• GOAL
Write down every entry below once more, exactly.

────────────────────────────────────────

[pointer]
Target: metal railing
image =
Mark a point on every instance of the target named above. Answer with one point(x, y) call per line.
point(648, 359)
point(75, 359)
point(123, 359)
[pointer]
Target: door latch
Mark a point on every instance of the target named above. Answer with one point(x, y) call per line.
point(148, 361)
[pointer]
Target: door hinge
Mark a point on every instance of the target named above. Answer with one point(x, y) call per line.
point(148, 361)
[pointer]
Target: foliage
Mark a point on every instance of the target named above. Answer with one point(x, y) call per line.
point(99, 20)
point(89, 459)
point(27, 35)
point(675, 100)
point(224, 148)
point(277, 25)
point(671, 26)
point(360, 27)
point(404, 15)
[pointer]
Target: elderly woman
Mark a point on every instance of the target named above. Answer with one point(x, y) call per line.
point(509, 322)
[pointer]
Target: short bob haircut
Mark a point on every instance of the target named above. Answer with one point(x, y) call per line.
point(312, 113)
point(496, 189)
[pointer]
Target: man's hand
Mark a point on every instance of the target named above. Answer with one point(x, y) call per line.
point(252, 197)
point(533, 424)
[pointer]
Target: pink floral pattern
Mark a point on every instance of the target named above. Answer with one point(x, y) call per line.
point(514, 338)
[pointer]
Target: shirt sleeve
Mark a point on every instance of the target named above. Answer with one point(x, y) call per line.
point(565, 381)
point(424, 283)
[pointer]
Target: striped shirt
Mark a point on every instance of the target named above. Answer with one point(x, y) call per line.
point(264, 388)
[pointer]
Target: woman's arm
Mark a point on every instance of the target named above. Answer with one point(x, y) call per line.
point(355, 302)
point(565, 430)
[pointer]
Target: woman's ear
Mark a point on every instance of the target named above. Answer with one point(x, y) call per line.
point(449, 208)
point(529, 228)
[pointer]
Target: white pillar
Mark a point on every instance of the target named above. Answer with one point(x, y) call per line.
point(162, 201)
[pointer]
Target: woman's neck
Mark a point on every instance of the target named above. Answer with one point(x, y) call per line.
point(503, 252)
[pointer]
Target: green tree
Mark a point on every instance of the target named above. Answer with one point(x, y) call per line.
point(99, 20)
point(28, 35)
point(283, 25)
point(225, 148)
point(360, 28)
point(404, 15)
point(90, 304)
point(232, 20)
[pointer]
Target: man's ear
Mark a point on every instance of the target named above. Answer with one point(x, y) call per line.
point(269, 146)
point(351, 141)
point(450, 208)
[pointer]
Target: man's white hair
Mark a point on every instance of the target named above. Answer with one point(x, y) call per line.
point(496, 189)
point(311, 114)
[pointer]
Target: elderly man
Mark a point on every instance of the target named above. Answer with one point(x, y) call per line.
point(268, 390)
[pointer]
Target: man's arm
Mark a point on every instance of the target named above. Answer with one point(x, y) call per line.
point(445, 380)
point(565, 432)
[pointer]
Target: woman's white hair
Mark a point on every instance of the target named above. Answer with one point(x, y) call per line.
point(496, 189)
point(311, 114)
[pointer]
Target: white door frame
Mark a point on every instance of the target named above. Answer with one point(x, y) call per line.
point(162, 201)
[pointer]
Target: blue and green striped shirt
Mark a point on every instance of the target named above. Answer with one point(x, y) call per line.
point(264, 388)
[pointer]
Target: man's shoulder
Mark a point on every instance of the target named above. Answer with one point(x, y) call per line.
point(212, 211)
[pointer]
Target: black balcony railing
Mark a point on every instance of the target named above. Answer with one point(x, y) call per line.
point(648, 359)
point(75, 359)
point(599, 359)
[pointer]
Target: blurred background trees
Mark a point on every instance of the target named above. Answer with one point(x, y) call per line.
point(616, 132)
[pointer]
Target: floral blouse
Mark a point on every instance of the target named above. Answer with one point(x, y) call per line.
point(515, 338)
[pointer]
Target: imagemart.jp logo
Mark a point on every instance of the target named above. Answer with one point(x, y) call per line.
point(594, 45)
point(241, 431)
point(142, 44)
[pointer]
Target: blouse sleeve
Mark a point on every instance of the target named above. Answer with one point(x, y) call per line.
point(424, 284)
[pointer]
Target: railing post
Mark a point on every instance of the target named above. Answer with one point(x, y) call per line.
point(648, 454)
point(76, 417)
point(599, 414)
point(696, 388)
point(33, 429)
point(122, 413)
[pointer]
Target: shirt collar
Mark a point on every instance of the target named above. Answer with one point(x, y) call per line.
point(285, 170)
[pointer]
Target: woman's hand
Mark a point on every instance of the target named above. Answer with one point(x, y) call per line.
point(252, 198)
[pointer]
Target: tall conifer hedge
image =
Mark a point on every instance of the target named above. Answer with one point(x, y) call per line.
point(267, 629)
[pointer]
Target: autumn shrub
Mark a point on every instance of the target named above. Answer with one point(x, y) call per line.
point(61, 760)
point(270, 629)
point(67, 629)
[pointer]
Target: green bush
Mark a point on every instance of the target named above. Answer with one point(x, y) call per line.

────────────────────────────────────────

• CORRECT RESPONSE
[pointer]
Target: metal railing
image =
Mark a point on every instance of the target named above. Answer with one point(x, y) call per line.
point(648, 359)
point(75, 359)
point(123, 359)
[pointer]
Target: door latch
Mark a point on every instance of the target named above. Answer with one point(x, y) call per line.
point(148, 361)
[pointer]
Target: door hinge
Mark a point on every instance of the target named above. Answer with one point(x, y) call per line.
point(148, 361)
[pointer]
Target: foliage
Mark a point on every instance of the target named above. Answer with one point(x, y) call per line.
point(99, 20)
point(89, 459)
point(27, 35)
point(675, 100)
point(224, 148)
point(277, 25)
point(671, 26)
point(360, 27)
point(404, 15)
[pointer]
Target: elderly woman
Mark a point on every instance of the target named above. Answer with one point(x, y) call per line.
point(509, 322)
[pointer]
Target: short bob haircut
Mark a point on every instance of the target named above. Answer with one point(x, y) call per line.
point(312, 113)
point(496, 189)
[pointer]
Target: man's hand
Mark a point on every instance of the target named above. Answer with one point(x, y) call per line.
point(252, 197)
point(533, 424)
[pointer]
Target: pink floral pattern
Mark a point on every instance of the target named above. Answer with one point(x, y) call per line.
point(514, 338)
[pointer]
Target: shirt sleeve
Mark a point on every instance of the target named above. Answer with one point(x, y) call per line.
point(565, 381)
point(424, 283)
[pointer]
Target: striped shirt
Mark a point on every instance of the target named above. Answer with one point(x, y) call per line.
point(264, 388)
[pointer]
Target: woman's arm
Mark a point on every instance of the target named above. Answer with one point(x, y) call per line.
point(355, 302)
point(565, 430)
[pointer]
Target: woman's ear
Mark a point on every instance of the target named above. Answer with one point(x, y) call per line.
point(449, 208)
point(529, 228)
[pointer]
Target: white pillar
Mark a point on every instance of the target named above. Answer with one point(x, y) call per line.
point(162, 201)
[pointer]
Target: woman's neck
Mark a point on every instance of the target named above. Answer with one point(x, y) call per line.
point(503, 252)
[pointer]
Target: green tree
Mark a point on every instance of the target named above. Answer with one point(x, y) call per line.
point(99, 20)
point(28, 35)
point(283, 25)
point(225, 148)
point(360, 28)
point(404, 15)
point(90, 304)
point(232, 20)
[pointer]
Target: man's ear
Mark a point on every instance of the target named above. Answer with one point(x, y) call per line.
point(269, 146)
point(351, 141)
point(450, 208)
[pointer]
Target: man's white hair
Mark a point on every instance of the target named above. Answer with one point(x, y) call per line.
point(496, 189)
point(311, 114)
[pointer]
Target: elderly man
Mark a point on every instance of the target named above. Answer with one point(x, y) call per line.
point(268, 390)
[pointer]
Target: man's arm
Mark a point on every instance of the target named above. Answer with one point(x, y) call per line.
point(445, 380)
point(565, 432)
[pointer]
Target: woman's white hair
Mark a point on every instance of the target named above. Answer with one point(x, y) call per line.
point(496, 189)
point(311, 114)
[pointer]
Target: white door frame
Mark a point on every instance of the target named above. Answer with one point(x, y) call per line.
point(162, 201)
[pointer]
Target: blue and green striped shirt
Mark a point on every instance of the target named above. Answer with one point(x, y) call per line.
point(264, 388)
[pointer]
Target: man's shoulder
Mark a point on every instance of the target named above. Answer with one point(x, y) call per line.
point(212, 211)
[pointer]
Target: black balcony railing
Mark a point on every instance of the target named above. Answer with one point(x, y) call per line.
point(648, 359)
point(75, 359)
point(599, 359)
[pointer]
Target: blurred background trees
Mark a point on every instance of the target named above. Answer with one point(x, y) call per line.
point(616, 132)
[pointer]
Target: floral blouse
Mark a point on every instance of the target named above. Answer with one point(x, y) call per line.
point(515, 338)
[pointer]
Target: imagemart.jp logo
Mark a point on every instance of the target named above. Answer with one point(x, y) call per line.
point(594, 45)
point(241, 431)
point(142, 44)
[pointer]
Target: blouse sleeve
Mark a point on every instance of the target named above. Answer with one point(x, y) call per line.
point(424, 284)
[pointer]
Target: railing post
Mark a point on every instance of the target named above. Answer with one point(x, y) call per line.
point(648, 454)
point(76, 417)
point(599, 414)
point(696, 388)
point(33, 429)
point(122, 413)
[pointer]
Target: shirt collar
Mark a point on every instance of the target named above. Answer with one point(x, y) call per line.
point(285, 170)
[pointer]
Target: woman's hand
Mark a point on every instance of the target named above. Answer with one point(x, y) call per line.
point(252, 198)
[pointer]
Target: tall conifer hedge
image =
Mark a point on every instance of the target named above. Answer with one point(x, y) call per line.
point(267, 629)
[pointer]
Target: autumn shrub
Mark a point on every instance of the target named above. Answer with one point(x, y) call per line.
point(61, 760)
point(270, 629)
point(67, 629)
[pointer]
Target: green bush
Mark a point on every instance of the target named above. Answer with one point(x, y) call per line.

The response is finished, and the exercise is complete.